▸ **DIRECTIONS**
For the entries that follow, state how many lines include the word "gray", giving the number and nothing else.

>>>>>

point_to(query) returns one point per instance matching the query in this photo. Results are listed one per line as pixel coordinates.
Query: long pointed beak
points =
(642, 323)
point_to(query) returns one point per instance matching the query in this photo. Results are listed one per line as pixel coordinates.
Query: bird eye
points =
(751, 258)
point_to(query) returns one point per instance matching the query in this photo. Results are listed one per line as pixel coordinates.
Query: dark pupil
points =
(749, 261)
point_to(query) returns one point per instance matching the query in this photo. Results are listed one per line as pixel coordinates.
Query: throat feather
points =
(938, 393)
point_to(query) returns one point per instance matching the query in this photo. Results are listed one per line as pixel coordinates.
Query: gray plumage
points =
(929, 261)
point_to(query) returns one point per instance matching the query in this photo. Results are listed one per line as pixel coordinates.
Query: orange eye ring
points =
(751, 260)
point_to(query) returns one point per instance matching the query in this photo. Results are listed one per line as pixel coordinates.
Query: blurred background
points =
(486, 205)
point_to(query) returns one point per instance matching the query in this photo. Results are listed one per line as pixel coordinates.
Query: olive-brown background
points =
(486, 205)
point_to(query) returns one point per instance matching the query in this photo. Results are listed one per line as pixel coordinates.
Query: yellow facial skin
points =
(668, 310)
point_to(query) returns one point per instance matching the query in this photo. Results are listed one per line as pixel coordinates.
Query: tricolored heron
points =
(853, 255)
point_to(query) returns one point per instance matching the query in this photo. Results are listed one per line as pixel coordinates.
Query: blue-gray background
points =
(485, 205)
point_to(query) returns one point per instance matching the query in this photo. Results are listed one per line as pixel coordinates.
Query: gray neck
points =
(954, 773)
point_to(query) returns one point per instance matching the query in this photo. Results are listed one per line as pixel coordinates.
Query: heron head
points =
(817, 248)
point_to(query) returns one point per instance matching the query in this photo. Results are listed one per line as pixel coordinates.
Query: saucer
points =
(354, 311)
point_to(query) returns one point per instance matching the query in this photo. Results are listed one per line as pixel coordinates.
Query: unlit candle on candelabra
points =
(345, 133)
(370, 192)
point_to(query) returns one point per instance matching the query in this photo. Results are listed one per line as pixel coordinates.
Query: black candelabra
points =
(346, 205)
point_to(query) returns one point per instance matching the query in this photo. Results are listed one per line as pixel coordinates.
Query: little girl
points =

<<<<<

▸ **RESULT OF THIS TASK**
3